DATA FOR ANALYSIS Block Start
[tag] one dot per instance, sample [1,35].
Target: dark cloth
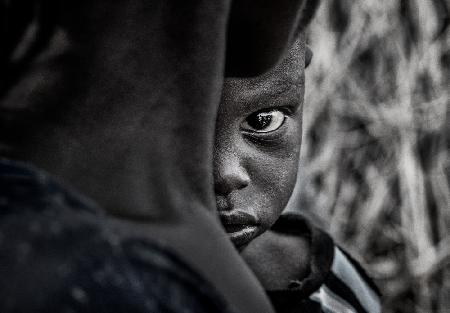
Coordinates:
[335,283]
[58,255]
DATA FOR ANALYSIS Block End
- **WORK TO COMPLETE**: Retype the records above line for line and exactly, omitting their pictures.

- **REPLY**:
[tag] one dot per instance, sample [1,35].
Target: dark cloth
Coordinates:
[335,283]
[58,255]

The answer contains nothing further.